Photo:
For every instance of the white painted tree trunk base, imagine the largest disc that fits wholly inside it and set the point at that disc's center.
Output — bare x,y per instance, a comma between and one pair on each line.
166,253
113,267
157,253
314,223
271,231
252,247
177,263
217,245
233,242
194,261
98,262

▶ [Task objective]
Render every line of the listing above as a numbered list, leaving out any blank lines.

▶ [Task response]
1. Photo:
2. For every instance of the white painted tree trunk base, imagine the largest disc that fits wholly inside it and set the point at that disc's center.
3. Output — bare x,y per instance, a comma between and one pair on each line.
4. 166,253
5. 113,267
6. 157,253
7. 314,223
8. 271,231
9. 252,247
10. 177,263
11. 217,245
12. 233,242
13. 194,261
14. 98,262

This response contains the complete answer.